:: What is being asked ::
Each line of the data that includes the string "dirt" is to be copied out.

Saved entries
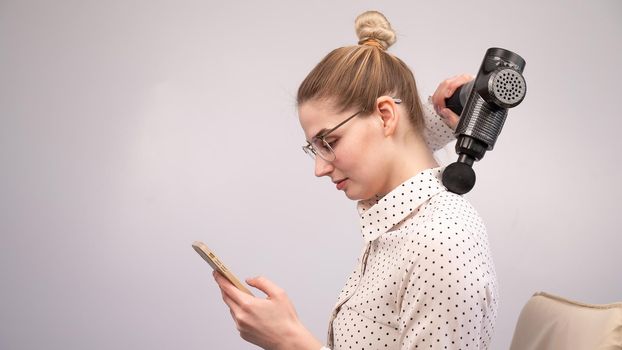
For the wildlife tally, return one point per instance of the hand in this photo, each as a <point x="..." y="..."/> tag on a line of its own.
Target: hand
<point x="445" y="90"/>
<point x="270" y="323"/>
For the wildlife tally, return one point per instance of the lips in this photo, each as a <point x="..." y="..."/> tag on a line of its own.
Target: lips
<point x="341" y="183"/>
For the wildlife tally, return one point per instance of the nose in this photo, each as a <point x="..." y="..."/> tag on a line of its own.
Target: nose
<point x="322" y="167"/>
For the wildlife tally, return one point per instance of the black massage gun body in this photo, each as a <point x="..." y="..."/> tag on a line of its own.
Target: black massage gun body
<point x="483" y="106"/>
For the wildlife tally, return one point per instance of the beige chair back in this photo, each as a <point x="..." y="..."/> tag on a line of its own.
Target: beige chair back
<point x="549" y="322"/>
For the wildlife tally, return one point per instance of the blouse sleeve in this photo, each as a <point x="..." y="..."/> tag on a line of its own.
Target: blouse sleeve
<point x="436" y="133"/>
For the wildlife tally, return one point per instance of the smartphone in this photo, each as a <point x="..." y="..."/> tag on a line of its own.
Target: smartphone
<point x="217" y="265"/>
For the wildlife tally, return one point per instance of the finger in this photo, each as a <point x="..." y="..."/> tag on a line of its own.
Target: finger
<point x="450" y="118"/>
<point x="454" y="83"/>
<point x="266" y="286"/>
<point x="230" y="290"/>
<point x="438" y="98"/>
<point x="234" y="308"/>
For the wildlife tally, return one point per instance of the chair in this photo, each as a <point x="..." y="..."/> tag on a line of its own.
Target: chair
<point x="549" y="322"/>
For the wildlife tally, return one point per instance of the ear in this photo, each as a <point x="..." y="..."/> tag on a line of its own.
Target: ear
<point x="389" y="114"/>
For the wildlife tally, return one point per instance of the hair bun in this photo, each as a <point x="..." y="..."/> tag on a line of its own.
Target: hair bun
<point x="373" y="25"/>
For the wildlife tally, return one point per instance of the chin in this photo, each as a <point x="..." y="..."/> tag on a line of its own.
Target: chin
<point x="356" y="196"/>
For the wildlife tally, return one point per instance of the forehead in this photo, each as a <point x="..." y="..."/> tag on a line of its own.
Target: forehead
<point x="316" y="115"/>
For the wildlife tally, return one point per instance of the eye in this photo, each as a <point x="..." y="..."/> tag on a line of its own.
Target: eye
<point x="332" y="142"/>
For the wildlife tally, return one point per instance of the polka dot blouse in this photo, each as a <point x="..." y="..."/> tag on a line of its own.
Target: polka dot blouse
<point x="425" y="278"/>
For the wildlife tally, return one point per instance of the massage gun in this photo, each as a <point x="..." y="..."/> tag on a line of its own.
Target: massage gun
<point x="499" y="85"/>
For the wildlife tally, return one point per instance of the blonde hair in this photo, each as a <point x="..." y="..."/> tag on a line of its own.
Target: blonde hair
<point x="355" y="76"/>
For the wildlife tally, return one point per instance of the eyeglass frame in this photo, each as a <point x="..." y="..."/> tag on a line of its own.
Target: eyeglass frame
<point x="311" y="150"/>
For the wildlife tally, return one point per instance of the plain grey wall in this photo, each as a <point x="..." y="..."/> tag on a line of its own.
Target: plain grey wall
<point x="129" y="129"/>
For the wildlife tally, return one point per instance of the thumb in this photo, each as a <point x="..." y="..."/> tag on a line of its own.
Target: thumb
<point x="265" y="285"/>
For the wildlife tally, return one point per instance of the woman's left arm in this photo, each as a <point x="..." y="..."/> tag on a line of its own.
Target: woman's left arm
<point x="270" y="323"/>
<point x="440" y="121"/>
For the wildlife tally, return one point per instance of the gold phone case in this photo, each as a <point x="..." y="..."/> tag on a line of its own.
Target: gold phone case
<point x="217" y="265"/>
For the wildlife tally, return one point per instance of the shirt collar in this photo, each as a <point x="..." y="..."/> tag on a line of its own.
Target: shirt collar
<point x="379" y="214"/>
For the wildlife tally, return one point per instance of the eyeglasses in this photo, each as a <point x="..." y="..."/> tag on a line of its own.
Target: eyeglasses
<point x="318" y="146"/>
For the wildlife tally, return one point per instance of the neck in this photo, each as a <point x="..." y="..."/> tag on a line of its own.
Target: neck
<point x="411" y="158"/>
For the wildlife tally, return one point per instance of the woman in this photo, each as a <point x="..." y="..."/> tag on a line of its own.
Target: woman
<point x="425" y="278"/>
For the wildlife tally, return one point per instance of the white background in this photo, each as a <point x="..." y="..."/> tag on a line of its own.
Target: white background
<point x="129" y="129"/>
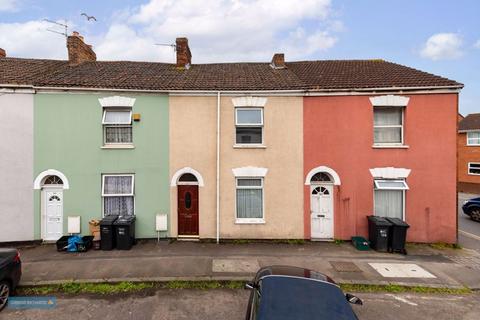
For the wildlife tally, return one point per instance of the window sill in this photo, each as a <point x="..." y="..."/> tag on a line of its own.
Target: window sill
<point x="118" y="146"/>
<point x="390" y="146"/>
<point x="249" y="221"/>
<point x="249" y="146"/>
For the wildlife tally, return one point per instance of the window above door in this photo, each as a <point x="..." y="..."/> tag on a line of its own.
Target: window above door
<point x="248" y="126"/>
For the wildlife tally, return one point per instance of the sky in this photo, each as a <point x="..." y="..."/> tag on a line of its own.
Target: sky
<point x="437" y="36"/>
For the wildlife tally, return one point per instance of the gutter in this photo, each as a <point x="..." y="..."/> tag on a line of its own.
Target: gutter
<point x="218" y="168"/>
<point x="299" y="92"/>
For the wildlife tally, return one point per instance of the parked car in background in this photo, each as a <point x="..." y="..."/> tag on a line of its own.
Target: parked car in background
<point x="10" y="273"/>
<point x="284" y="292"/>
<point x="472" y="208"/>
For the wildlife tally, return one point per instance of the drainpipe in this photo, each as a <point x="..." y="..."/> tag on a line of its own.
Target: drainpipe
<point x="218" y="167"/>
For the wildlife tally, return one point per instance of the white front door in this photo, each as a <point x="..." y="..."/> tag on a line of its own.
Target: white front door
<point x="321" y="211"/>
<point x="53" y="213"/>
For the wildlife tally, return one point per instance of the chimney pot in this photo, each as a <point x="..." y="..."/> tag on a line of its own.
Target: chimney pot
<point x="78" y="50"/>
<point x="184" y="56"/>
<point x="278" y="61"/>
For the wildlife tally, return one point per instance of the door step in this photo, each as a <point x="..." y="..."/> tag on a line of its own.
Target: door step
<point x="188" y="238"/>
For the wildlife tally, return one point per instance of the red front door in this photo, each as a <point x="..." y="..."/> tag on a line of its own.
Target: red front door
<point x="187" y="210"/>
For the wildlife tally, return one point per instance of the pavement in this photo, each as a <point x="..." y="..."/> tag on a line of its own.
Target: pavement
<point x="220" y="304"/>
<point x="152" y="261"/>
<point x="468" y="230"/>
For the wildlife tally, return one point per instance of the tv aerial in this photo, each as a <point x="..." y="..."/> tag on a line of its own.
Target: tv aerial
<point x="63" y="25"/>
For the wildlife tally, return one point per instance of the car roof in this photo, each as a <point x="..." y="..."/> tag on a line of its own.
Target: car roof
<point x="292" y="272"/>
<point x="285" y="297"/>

--

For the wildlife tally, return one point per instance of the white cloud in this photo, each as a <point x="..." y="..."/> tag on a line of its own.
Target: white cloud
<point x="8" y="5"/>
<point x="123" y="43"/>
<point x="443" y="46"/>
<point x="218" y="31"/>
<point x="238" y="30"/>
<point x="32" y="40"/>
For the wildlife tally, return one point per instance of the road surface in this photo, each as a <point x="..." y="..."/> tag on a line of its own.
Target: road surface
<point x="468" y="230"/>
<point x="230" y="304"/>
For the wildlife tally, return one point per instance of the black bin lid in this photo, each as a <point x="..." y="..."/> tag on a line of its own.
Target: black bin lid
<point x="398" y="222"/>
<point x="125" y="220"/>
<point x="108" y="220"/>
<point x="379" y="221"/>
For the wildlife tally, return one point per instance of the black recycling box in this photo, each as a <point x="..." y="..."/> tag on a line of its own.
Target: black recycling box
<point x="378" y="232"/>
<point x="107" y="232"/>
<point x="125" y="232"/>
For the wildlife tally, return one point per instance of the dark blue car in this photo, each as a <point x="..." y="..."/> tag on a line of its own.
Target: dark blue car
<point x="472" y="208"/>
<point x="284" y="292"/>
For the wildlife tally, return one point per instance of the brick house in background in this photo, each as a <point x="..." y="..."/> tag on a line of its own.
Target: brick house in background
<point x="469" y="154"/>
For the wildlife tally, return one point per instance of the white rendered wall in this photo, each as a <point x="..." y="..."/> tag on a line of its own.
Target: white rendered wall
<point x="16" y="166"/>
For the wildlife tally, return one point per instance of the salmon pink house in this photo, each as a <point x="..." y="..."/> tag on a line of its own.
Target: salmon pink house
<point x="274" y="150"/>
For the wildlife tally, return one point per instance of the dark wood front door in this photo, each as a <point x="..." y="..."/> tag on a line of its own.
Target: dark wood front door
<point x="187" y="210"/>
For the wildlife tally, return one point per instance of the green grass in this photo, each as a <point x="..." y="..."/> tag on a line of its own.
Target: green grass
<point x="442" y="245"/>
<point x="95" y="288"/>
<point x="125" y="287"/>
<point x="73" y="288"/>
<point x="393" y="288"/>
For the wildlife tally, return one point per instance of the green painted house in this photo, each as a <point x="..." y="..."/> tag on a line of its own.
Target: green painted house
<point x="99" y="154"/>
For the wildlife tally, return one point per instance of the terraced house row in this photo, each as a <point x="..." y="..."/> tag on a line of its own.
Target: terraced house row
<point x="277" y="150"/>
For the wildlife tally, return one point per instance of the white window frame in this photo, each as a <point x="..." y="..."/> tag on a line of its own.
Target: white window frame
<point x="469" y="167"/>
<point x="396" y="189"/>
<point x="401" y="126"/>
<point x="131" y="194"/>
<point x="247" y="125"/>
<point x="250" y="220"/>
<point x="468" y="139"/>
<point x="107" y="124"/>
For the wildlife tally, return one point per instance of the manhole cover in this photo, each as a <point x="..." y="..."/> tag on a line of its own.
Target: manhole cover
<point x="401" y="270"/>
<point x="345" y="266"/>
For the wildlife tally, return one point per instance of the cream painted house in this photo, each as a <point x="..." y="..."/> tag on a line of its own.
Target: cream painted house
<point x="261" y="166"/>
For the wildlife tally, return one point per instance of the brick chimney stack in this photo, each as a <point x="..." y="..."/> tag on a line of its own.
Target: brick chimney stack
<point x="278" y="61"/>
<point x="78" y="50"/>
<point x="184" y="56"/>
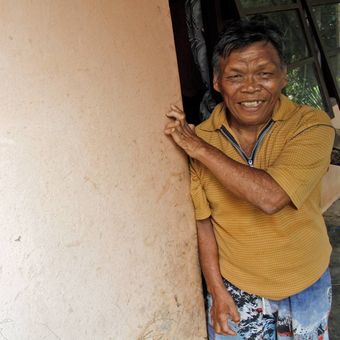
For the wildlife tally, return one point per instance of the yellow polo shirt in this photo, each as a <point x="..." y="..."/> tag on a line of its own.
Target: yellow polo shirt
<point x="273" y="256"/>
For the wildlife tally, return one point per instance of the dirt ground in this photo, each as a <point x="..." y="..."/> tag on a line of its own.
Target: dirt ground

:: Solution to this exercise ::
For the wildlife tally, return one point per instance of the dirt ground in this photo, each as a <point x="..." y="..."/> tag on a line of its own.
Target: dirt ground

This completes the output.